* [Supplied records]

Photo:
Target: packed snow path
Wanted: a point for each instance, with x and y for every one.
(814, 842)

==

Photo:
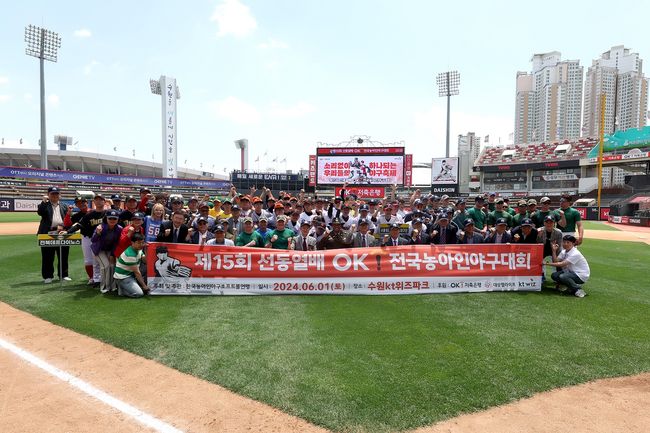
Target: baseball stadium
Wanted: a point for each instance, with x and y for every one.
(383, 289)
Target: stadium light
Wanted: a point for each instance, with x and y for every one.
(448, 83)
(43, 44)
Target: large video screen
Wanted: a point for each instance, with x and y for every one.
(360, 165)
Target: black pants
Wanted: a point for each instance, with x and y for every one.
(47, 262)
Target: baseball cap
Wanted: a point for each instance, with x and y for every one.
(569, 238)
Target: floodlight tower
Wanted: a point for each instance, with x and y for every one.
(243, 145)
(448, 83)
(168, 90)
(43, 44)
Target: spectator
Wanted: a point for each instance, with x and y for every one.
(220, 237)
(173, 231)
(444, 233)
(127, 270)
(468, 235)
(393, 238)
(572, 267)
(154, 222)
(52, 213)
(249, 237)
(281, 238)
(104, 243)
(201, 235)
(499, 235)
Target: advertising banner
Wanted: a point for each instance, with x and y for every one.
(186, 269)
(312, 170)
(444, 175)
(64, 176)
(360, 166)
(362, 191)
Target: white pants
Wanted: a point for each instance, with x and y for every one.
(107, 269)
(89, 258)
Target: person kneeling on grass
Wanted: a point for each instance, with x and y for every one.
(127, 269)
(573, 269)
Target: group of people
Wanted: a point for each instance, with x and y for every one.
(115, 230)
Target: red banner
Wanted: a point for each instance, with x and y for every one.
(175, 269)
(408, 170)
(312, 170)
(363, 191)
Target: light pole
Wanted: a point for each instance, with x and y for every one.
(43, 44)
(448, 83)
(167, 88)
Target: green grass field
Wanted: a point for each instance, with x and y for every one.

* [Exercise description] Extract every line of the records above that contains the word "banner".

* [Task output]
Target: advertising banner
Target: red banner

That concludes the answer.